*Stated task*. Pull out each line in the rows below that contains the word "tail", and copy those lines unchanged.

[Object position labeling entries]
--
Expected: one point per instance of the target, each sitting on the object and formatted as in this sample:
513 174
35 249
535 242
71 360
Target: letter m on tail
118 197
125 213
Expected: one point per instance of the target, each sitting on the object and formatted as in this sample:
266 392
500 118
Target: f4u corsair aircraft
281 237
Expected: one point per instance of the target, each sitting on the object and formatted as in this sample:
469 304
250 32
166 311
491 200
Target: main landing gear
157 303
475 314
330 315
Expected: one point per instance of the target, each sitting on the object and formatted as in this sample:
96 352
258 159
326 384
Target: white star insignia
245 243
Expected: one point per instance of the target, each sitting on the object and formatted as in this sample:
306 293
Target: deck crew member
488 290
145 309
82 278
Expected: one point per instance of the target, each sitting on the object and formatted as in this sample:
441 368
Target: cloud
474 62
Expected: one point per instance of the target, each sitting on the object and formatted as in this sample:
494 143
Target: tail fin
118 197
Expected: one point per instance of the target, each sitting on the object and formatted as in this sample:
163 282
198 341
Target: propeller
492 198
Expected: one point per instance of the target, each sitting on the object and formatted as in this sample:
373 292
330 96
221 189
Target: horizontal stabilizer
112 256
--
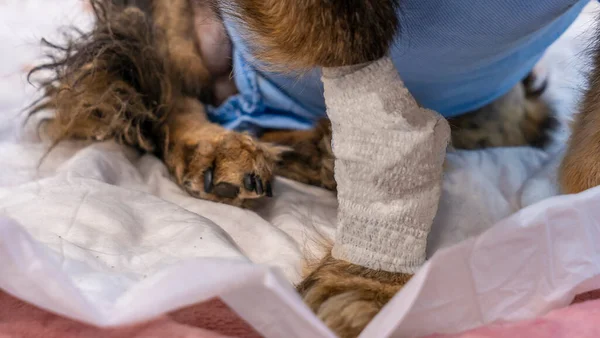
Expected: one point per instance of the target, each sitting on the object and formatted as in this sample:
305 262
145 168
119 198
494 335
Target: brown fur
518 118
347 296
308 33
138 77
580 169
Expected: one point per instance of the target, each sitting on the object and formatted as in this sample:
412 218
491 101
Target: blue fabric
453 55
--
*Exercise answer*.
Target: letter m on tail
Target: tail fin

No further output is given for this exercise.